**Passage**
★ ★ ★ ★ ★

There is no such thing as "high amplitude photon". One photon
corresponds to a fix amplitude. An atom emits a small amount of
energy, losing a small amount of amplitude, corresponding to one
photon.
Your high amplitude photon is a contradiction in terms. The atom
emits a photon as a unit. It does not emit "single wave cycles".
Since you don't like me to give links, I will merely mention one
counter example to your model. Femtosecond lasers provide light pulses
that are very short. Most femtosecond lasers make pulses only a few
cycles long. Some femtosecond lasers can make single cycle pulses. The
amplitude of the wave packet can be decreased by neutral density
filters. The amplitude of the wave packet can be continuously
increased by amplifiers. The energy of the cycles is not distributed
as a unit.
There are high amplitude cycles. There are femtosecond lasers
that emit on cycle of light. The one cycle of light is a very short
wave packet. This wave packet can contain a lot of energy. This
"single cycle" of light contains billions of photons. There is no
fixed energy corresponding to a wave packet.
The energy of the wave packet is not absorbed or emitted as one
unit. Although the femtosecond laser emits these short wave packets,
the wave packet itself has to develop with time as it bounces back and
forth in the cavity.
This is not an issue of theory. This is experiment. Single cycles
contain varying amounts of energy.

★ ★ ★ ★ ★

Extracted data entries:
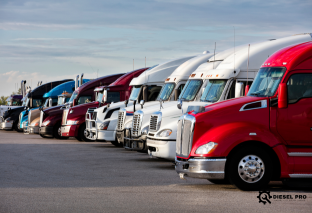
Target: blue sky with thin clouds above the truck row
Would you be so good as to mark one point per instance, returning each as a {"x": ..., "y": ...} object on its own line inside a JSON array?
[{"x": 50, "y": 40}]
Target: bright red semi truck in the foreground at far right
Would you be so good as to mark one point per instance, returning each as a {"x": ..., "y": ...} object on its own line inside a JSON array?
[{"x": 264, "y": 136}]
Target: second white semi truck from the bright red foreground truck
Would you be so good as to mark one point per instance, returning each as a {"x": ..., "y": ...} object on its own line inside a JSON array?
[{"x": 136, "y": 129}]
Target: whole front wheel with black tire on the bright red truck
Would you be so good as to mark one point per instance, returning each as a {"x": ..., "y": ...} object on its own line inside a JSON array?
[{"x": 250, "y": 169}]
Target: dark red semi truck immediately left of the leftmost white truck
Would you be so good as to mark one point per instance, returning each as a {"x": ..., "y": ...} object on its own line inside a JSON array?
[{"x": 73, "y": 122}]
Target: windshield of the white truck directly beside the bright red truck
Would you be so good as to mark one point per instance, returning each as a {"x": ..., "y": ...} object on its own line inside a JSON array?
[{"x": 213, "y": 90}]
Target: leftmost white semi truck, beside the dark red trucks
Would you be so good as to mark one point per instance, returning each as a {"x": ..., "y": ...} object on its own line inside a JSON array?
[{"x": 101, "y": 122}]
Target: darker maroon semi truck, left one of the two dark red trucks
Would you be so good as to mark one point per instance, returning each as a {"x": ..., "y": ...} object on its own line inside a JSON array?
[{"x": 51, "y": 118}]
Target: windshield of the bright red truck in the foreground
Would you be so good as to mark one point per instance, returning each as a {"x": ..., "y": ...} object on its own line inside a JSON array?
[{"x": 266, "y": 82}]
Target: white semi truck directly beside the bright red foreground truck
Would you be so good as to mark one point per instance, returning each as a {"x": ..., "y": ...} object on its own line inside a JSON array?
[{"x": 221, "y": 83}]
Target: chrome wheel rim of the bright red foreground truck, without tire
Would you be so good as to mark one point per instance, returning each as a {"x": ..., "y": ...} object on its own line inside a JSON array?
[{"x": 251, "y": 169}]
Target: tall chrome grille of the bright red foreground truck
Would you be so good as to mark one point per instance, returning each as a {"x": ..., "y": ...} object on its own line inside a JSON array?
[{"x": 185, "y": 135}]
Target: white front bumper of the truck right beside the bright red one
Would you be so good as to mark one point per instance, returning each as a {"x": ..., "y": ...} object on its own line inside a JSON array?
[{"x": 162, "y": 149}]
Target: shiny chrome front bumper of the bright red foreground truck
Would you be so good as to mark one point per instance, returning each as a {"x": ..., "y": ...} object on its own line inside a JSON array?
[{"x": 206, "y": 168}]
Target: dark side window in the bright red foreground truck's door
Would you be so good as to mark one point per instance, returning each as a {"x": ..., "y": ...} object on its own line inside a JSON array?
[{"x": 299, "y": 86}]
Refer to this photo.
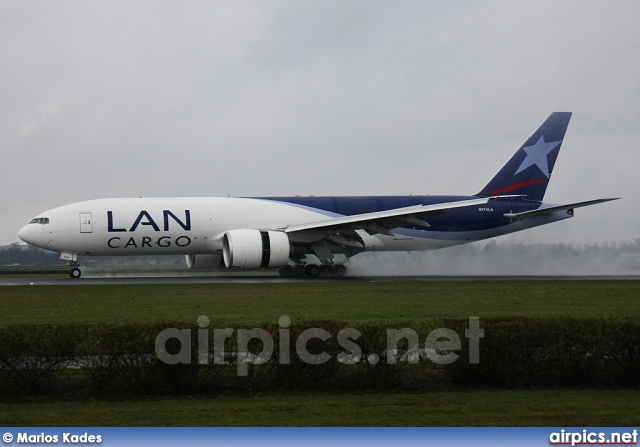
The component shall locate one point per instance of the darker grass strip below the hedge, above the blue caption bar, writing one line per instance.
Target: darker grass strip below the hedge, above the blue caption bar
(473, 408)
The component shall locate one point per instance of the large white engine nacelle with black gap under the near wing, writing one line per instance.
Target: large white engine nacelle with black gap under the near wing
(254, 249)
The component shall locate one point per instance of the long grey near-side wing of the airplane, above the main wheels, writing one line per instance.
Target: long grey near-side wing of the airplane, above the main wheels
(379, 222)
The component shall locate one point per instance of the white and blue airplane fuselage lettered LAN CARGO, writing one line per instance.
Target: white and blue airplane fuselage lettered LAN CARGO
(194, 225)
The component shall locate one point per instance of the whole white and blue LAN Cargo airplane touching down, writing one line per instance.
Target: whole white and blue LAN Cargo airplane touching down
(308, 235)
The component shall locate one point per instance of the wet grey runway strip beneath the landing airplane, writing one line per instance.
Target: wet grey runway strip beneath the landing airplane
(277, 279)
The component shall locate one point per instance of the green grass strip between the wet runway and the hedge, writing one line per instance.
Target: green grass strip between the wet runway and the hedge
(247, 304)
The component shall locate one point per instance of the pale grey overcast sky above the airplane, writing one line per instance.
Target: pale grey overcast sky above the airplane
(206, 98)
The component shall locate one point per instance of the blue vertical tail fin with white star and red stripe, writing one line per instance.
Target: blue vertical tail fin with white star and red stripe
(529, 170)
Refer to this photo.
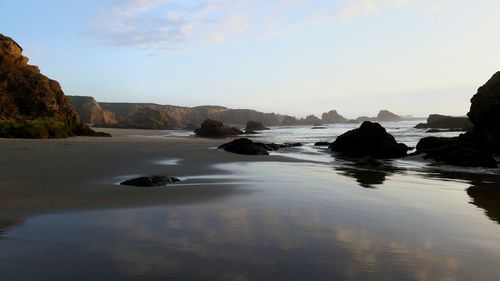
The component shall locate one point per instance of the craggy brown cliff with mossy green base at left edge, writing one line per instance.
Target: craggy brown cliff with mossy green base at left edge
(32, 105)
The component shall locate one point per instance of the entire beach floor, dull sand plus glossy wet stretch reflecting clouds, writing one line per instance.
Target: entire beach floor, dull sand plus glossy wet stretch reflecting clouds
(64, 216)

★ ★ ★ ★ ★

**Work request**
In the passage on photons and femtosecond lasers, what can be used to decrease the amplitude of the wave packet?

**Task result**
Neutral density filters.